## Required task
Take the material below and write it all out again exactly.

********

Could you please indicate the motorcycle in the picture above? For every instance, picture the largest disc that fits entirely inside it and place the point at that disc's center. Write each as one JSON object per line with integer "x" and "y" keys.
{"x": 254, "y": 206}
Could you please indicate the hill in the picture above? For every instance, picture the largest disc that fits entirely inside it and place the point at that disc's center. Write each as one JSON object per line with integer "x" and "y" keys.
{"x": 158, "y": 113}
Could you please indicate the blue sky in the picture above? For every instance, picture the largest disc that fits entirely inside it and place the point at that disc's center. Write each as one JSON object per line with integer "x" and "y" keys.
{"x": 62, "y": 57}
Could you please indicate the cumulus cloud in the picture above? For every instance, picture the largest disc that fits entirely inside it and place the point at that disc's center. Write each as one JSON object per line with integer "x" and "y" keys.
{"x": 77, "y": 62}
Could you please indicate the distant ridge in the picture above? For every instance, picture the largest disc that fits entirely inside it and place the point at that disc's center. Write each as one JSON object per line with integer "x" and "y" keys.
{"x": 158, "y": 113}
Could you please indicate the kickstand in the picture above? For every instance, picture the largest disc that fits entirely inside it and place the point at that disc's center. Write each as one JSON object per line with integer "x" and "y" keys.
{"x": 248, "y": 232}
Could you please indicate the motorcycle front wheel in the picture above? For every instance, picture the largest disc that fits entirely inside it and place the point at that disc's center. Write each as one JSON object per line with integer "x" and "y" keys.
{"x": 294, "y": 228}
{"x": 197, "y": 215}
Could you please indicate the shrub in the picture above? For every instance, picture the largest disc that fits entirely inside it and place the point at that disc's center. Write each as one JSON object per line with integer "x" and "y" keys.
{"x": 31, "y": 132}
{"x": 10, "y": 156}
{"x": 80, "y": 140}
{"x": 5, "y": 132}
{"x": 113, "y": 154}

********

## Complete answer
Could you please indicate the motorcycle in the picture above? For every instance, picture the largest disc that fits entirely inside it and place the point at that disc's center. Write each as one JSON object per line with integer "x" and "y" keys.
{"x": 254, "y": 206}
Could you please indicate the hill in the picture above? For every instance, picture the largest disc that fits entirely inside it and place the point at that disc's center. Write each as one JSON object per line with integer "x" and "y" keys.
{"x": 158, "y": 113}
Could you please indicate the blue sky in the picture above? For every instance, picture the largest disc that fits entirely inside it and place the point at that disc's center. Write each as one JSON object per line with integer "x" and "y" keys.
{"x": 62, "y": 57}
Could you please indicate the cumulus cloud in the picture above? For every instance, picture the largest disc that fits entirely inside it and place the point at that disc's center. Write each as one JSON object per line with integer "x" and "y" keys.
{"x": 77, "y": 62}
Could you please indicate the distant ridge in the picture above? For every instance, picture the largest disc that fits entirely inside it and place the point at that disc's center. Write each as one JSON object per line with integer "x" and "y" keys.
{"x": 158, "y": 113}
Could you please indicate the kickstand in the picture above? For every instance, picture the largest disc that fits entirely inside it and place the point at that disc's center. Write each as one JSON object per line with integer "x" and "y" keys.
{"x": 248, "y": 232}
Could you please indicate the motorcycle front wheel in the picture above? For every instance, picture the largest disc that fits entirely inside it and place the point at that disc's center. Write each as one JSON object per line with integer "x" and "y" keys.
{"x": 294, "y": 228}
{"x": 197, "y": 215}
Could you please indicate the shrub in the picture above? For every instance, picture the largest disc that fits entirely inside it and place the point at that disc's center. Write each as one JSON object per line with integer "x" and "y" keys.
{"x": 31, "y": 132}
{"x": 10, "y": 156}
{"x": 80, "y": 140}
{"x": 5, "y": 132}
{"x": 113, "y": 154}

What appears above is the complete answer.